» Mevcut satırlar
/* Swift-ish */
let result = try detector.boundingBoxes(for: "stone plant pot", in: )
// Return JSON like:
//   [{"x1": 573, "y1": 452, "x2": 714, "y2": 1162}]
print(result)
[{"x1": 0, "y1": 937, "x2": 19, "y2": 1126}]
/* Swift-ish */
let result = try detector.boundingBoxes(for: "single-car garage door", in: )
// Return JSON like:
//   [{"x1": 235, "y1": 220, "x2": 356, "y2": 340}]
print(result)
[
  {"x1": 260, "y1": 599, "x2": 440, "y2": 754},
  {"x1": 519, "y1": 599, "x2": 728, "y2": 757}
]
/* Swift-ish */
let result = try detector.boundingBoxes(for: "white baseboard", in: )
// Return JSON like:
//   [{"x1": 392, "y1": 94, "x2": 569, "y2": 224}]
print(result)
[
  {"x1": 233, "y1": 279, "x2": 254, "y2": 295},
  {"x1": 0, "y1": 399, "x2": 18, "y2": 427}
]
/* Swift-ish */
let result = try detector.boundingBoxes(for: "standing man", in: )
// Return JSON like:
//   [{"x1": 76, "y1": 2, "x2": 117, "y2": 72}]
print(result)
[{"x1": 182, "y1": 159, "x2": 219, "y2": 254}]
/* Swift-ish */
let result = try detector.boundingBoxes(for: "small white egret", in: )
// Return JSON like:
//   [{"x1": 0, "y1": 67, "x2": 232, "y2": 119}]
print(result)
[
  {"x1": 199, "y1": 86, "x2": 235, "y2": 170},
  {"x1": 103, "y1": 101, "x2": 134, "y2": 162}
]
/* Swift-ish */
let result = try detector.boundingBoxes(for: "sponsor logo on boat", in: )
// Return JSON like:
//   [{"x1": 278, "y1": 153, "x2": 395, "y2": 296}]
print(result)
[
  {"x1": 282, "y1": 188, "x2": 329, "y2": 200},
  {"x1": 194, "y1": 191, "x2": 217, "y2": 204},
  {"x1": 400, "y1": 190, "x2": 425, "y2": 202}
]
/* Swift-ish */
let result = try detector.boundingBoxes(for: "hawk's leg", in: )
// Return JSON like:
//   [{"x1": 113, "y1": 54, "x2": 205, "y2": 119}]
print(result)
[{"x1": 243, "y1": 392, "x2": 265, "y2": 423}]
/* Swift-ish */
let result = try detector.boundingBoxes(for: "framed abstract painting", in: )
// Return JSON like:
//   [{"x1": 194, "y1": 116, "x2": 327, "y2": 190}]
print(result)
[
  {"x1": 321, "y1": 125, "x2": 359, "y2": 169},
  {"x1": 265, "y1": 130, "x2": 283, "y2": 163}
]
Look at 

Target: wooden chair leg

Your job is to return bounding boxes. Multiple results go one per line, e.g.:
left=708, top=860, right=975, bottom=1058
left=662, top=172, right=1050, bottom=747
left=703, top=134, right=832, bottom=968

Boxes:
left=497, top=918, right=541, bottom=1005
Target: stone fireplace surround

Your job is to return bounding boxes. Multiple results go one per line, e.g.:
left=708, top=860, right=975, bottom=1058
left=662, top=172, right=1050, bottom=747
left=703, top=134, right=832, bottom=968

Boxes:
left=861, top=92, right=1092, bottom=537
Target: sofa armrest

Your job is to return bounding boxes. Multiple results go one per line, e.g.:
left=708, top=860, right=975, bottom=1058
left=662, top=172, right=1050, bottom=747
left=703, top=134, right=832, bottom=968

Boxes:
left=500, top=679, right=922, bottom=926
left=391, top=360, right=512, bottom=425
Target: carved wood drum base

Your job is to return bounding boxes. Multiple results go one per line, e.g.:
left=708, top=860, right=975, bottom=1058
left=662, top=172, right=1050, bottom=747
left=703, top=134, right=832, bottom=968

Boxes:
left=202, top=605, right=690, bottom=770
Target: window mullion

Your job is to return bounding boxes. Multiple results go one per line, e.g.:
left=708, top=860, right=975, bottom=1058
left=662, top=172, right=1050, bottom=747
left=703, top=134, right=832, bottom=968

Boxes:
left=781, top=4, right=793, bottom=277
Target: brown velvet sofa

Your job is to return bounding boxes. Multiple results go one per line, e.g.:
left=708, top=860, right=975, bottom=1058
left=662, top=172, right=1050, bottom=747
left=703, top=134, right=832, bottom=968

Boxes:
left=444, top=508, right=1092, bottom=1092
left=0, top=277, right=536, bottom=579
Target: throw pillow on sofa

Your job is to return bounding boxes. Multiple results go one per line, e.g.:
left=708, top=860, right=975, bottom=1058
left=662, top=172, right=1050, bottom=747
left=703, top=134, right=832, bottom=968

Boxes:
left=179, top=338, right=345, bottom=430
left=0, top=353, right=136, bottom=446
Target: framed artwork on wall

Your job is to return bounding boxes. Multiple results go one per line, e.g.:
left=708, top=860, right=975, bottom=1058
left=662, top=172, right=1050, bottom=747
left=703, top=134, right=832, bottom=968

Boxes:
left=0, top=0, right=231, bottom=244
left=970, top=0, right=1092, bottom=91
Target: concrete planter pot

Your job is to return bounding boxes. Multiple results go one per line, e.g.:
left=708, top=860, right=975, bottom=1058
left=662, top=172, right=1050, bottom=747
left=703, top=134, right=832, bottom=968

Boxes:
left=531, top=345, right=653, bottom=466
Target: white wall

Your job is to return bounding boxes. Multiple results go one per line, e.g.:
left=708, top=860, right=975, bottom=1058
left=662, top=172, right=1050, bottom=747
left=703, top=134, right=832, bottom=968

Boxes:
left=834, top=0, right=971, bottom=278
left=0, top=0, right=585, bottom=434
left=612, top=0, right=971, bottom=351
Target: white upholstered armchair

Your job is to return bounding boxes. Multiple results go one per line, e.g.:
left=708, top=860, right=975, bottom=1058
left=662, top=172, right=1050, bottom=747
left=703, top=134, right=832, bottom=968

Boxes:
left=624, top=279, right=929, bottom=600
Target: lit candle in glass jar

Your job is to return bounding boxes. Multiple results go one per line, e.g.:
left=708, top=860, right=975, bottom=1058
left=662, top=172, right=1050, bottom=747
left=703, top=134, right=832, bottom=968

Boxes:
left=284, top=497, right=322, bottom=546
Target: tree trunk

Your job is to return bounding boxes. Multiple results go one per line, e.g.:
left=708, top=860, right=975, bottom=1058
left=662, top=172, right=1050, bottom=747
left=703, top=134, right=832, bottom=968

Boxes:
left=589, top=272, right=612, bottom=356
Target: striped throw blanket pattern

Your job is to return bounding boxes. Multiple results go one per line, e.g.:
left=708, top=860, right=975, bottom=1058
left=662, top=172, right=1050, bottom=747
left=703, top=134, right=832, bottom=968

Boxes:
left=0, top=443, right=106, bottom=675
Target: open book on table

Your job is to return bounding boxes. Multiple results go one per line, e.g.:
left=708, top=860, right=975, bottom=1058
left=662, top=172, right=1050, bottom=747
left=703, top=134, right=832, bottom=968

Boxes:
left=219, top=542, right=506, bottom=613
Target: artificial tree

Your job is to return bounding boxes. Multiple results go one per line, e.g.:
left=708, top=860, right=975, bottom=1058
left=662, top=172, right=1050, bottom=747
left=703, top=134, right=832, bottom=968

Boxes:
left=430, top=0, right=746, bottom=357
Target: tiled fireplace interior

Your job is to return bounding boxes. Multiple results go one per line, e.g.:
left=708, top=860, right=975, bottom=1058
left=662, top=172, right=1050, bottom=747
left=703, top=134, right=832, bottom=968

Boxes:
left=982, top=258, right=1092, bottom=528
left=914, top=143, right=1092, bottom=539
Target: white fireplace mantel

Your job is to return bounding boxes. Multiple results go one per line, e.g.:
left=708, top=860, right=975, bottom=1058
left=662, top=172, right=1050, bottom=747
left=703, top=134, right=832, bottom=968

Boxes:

» Alıştırma yönergesi
Yukarıdaki satırların hepsini hiçbir şeyi değiştirmeden aynen geri verin.

» Beklenen yanıt
/* Swift-ish */
let result = try detector.boundingBoxes(for: "stone plant pot", in: )
// Return JSON like:
//   [{"x1": 573, "y1": 452, "x2": 714, "y2": 1162}]
print(result)
[{"x1": 0, "y1": 937, "x2": 19, "y2": 1126}]
/* Swift-ish */
let result = try detector.boundingBoxes(for: "single-car garage door", in: )
// Return JSON like:
//   [{"x1": 235, "y1": 220, "x2": 356, "y2": 340}]
print(result)
[
  {"x1": 260, "y1": 599, "x2": 440, "y2": 754},
  {"x1": 519, "y1": 599, "x2": 728, "y2": 757}
]
/* Swift-ish */
let result = try detector.boundingBoxes(for: "white baseboard", in: )
// Return JSON like:
//   [{"x1": 392, "y1": 94, "x2": 569, "y2": 224}]
print(result)
[
  {"x1": 233, "y1": 279, "x2": 254, "y2": 295},
  {"x1": 0, "y1": 399, "x2": 18, "y2": 427}
]
/* Swift-ish */
let result = try detector.boundingBoxes(for: "standing man", in: )
// Return JSON like:
//   [{"x1": 76, "y1": 2, "x2": 117, "y2": 72}]
print(result)
[{"x1": 182, "y1": 159, "x2": 219, "y2": 254}]
/* Swift-ish */
let result = try detector.boundingBoxes(for: "small white egret", in: )
// Return JSON like:
//   [{"x1": 0, "y1": 67, "x2": 232, "y2": 119}]
print(result)
[
  {"x1": 199, "y1": 86, "x2": 235, "y2": 170},
  {"x1": 103, "y1": 101, "x2": 134, "y2": 162}
]
/* Swift-ish */
let result = try detector.boundingBoxes(for: "sponsor logo on boat", in: )
// Return JSON like:
//   [{"x1": 278, "y1": 153, "x2": 395, "y2": 296}]
print(result)
[
  {"x1": 282, "y1": 188, "x2": 329, "y2": 200},
  {"x1": 194, "y1": 191, "x2": 217, "y2": 204},
  {"x1": 400, "y1": 190, "x2": 425, "y2": 202}
]
/* Swift-ish */
let result = try detector.boundingBoxes(for: "hawk's leg", in: )
// Return JSON like:
//   [{"x1": 113, "y1": 54, "x2": 205, "y2": 119}]
print(result)
[{"x1": 243, "y1": 392, "x2": 265, "y2": 423}]
/* Swift-ish */
let result = try detector.boundingBoxes(for: "framed abstract painting", in: )
// Return JSON like:
//   [{"x1": 194, "y1": 116, "x2": 327, "y2": 190}]
print(result)
[
  {"x1": 321, "y1": 125, "x2": 359, "y2": 169},
  {"x1": 265, "y1": 130, "x2": 283, "y2": 163}
]
Look at 

Target: wooden chair leg

Your job is to return bounding boxes. Multiple results go one per line, e.g.:
left=708, top=860, right=975, bottom=1058
left=662, top=172, right=1050, bottom=747
left=703, top=134, right=832, bottom=968

Boxes:
left=497, top=918, right=541, bottom=1005
Target: stone fireplace surround

Your job is to return bounding boxes. Multiple results go one per line, e.g.:
left=708, top=860, right=975, bottom=1058
left=662, top=172, right=1050, bottom=747
left=703, top=134, right=832, bottom=968

Boxes:
left=861, top=92, right=1092, bottom=537
Target: sofa armrest

Your job is to return bounding boxes. Multiple results go one per line, e.g.:
left=708, top=860, right=975, bottom=1058
left=662, top=172, right=1050, bottom=747
left=703, top=134, right=832, bottom=968

Boxes:
left=500, top=679, right=922, bottom=926
left=391, top=360, right=512, bottom=425
Target: carved wood drum base

Your job is to return bounding boxes. Multiple results go one per line, e.g.:
left=708, top=860, right=975, bottom=1058
left=662, top=172, right=1050, bottom=747
left=703, top=134, right=832, bottom=968

Boxes:
left=202, top=605, right=690, bottom=770
Target: window mullion

Your job is to return bounding boxes. Multiple results go one per line, e.g.:
left=708, top=860, right=975, bottom=1058
left=662, top=172, right=1050, bottom=747
left=703, top=134, right=832, bottom=968

Boxes:
left=781, top=4, right=793, bottom=277
Target: brown velvet sofa

Your job is to return bounding boxes. Multiple results go one per line, e.g.:
left=708, top=860, right=975, bottom=1058
left=662, top=172, right=1050, bottom=747
left=703, top=134, right=832, bottom=968

Boxes:
left=444, top=508, right=1092, bottom=1092
left=0, top=277, right=536, bottom=579
Target: throw pillow on sofa

Your job is to return bounding boxes. Multiple results go one per line, e.g.:
left=708, top=860, right=975, bottom=1058
left=662, top=172, right=1050, bottom=747
left=703, top=134, right=832, bottom=968

Boxes:
left=179, top=338, right=345, bottom=430
left=0, top=353, right=136, bottom=446
Target: framed artwork on wall

Your job is to return bounding boxes. Multiple results go one per line, e.g.:
left=708, top=860, right=975, bottom=1058
left=662, top=172, right=1050, bottom=747
left=703, top=134, right=832, bottom=968

Boxes:
left=0, top=0, right=231, bottom=244
left=970, top=0, right=1092, bottom=91
Target: concrete planter pot

Your job is to return bounding boxes. Multiple results go one per line, e.g.:
left=708, top=860, right=975, bottom=1058
left=662, top=172, right=1050, bottom=747
left=703, top=134, right=832, bottom=968

Boxes:
left=531, top=345, right=653, bottom=466
Target: white wall

Your job is to return bounding boxes. Multiple results go one per line, e.g.:
left=708, top=860, right=975, bottom=1058
left=662, top=172, right=1050, bottom=747
left=703, top=134, right=832, bottom=968

Boxes:
left=834, top=0, right=971, bottom=278
left=0, top=0, right=585, bottom=434
left=612, top=0, right=971, bottom=351
Target: white upholstered armchair

Your job is to return bounding boxes. Multiple results go one per line, e.g.:
left=708, top=860, right=975, bottom=1058
left=662, top=172, right=1050, bottom=747
left=703, top=134, right=832, bottom=968

Boxes:
left=624, top=279, right=929, bottom=600
Target: lit candle in glass jar

Your job is to return bounding boxes. Multiple results go one per line, e.g.:
left=708, top=860, right=975, bottom=1058
left=662, top=172, right=1050, bottom=747
left=703, top=134, right=832, bottom=968

Boxes:
left=284, top=497, right=322, bottom=546
Target: tree trunk

Your job is to return bounding boxes. Multiple results go one per line, e.g.:
left=708, top=860, right=975, bottom=1058
left=662, top=172, right=1050, bottom=747
left=703, top=134, right=832, bottom=968

Boxes:
left=589, top=272, right=612, bottom=356
Target: striped throw blanket pattern

Your job is to return bounding boxes. Multiple results go one per line, e.g.:
left=708, top=860, right=975, bottom=1058
left=662, top=172, right=1050, bottom=747
left=703, top=134, right=832, bottom=968

Boxes:
left=0, top=443, right=106, bottom=675
Target: open book on table

Your job is to return bounding boxes. Multiple results go one per line, e.g.:
left=708, top=860, right=975, bottom=1058
left=662, top=172, right=1050, bottom=747
left=703, top=134, right=832, bottom=968

Boxes:
left=219, top=542, right=506, bottom=613
Target: artificial tree

Your job is to return bounding boxes. Multiple results go one per line, e.g.:
left=708, top=860, right=975, bottom=1058
left=662, top=172, right=1050, bottom=747
left=703, top=134, right=832, bottom=968

Boxes:
left=430, top=0, right=746, bottom=357
Target: tiled fireplace interior

Your job is to return bounding boxes. Multiple results go one per line, e.g.:
left=708, top=860, right=975, bottom=1058
left=662, top=172, right=1050, bottom=747
left=703, top=134, right=832, bottom=968

Boxes:
left=982, top=258, right=1092, bottom=528
left=914, top=143, right=1092, bottom=539
Target: white fireplace mantel

Your job is to return bounding boxes. Multiple results go one per line, e.g.:
left=708, top=860, right=975, bottom=1058
left=662, top=172, right=1050, bottom=747
left=703, top=134, right=832, bottom=968

Boxes:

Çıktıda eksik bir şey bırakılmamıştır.